— Start DATA LINES —
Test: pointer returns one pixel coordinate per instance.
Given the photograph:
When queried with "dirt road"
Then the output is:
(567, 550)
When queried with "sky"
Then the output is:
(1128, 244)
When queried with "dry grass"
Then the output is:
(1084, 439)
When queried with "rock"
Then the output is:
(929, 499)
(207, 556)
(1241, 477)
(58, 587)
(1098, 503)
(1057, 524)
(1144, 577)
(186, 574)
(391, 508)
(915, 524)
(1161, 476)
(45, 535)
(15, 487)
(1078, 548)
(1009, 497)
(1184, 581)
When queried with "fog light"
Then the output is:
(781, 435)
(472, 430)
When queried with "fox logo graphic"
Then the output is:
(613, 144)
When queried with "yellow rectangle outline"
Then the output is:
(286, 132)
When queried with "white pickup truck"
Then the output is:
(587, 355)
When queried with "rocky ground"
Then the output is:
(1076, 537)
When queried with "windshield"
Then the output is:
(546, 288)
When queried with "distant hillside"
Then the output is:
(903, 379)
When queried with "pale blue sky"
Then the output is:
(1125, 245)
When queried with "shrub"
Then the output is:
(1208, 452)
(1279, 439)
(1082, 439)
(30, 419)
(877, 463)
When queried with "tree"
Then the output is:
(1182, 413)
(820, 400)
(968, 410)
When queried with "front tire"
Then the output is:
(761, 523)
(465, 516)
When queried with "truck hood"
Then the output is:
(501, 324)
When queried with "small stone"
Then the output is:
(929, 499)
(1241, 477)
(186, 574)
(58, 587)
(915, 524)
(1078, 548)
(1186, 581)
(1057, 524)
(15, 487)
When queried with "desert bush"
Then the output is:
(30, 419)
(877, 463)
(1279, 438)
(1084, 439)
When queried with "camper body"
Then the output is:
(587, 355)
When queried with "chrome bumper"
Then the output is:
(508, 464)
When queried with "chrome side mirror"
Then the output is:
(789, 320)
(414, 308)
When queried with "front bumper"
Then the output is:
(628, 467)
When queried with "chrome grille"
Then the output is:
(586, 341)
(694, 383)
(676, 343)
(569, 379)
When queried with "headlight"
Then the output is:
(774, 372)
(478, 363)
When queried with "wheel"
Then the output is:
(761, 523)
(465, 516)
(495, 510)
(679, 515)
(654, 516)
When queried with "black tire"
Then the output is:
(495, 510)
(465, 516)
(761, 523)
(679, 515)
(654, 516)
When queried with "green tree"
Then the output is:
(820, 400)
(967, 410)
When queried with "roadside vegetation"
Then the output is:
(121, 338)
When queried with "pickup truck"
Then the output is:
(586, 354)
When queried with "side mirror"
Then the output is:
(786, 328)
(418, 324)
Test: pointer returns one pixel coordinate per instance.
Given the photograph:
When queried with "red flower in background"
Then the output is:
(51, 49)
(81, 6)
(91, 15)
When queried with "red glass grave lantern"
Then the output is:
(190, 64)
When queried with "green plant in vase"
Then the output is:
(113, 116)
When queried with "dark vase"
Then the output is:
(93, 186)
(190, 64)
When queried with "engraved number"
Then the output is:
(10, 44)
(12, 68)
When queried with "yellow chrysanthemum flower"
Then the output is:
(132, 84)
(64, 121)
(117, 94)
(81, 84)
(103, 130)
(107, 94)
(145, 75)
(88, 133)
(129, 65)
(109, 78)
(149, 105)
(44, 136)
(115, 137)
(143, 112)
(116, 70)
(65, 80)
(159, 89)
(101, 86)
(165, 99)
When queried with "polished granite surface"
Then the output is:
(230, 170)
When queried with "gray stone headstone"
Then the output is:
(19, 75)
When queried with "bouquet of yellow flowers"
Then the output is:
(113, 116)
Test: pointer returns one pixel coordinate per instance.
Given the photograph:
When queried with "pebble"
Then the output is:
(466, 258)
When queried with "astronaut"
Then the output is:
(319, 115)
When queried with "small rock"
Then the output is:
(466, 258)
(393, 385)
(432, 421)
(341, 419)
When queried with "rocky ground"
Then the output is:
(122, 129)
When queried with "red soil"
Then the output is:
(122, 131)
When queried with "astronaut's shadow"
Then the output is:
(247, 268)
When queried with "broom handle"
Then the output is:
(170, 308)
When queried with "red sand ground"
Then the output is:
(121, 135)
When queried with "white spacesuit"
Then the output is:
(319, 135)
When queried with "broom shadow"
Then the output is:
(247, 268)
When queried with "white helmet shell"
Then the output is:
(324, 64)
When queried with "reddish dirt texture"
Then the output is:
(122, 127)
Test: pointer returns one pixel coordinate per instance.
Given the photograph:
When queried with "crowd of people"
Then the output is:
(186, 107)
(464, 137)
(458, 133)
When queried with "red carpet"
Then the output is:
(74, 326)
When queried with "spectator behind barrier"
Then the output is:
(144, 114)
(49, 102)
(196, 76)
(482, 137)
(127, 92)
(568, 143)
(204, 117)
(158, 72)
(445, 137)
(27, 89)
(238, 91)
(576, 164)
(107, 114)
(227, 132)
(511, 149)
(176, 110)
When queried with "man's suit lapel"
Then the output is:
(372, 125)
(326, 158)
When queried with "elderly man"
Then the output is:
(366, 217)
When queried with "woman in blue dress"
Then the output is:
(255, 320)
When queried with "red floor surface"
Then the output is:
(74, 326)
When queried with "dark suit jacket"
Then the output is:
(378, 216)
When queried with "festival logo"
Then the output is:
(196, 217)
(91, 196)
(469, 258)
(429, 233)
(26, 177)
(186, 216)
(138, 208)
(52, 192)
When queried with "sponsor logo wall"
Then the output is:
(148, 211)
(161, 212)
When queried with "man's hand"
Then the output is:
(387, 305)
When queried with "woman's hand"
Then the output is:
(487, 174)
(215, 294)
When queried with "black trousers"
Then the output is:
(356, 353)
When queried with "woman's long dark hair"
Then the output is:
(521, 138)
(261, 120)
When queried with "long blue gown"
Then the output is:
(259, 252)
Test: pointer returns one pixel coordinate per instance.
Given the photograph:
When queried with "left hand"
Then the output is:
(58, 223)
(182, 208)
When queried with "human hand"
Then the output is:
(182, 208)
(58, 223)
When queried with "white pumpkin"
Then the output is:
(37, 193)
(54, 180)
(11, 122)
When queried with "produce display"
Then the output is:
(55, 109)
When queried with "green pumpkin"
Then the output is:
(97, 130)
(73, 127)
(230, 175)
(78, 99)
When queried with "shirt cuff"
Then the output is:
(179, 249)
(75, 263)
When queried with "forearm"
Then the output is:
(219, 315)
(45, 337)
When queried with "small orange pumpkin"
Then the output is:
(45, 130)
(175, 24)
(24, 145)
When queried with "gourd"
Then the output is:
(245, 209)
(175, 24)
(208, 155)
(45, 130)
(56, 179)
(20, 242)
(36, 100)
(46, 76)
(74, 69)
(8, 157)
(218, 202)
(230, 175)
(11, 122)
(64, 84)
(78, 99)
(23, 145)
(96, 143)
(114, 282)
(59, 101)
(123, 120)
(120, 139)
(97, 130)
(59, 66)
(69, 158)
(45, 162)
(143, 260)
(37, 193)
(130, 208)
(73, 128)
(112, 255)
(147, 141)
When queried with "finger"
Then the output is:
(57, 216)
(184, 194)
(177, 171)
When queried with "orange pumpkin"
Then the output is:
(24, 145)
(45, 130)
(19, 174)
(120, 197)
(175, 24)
— End DATA LINES —
→ PROBLEM REQUIREMENTS
Find each line of the data above that contains the string "green" and copy those lines. The match is case-sensitive.

→ REPLY TO THE EXERCISE
When queried with "green tree"
When queried with "green plant in vase"
When queried with "green pumpkin"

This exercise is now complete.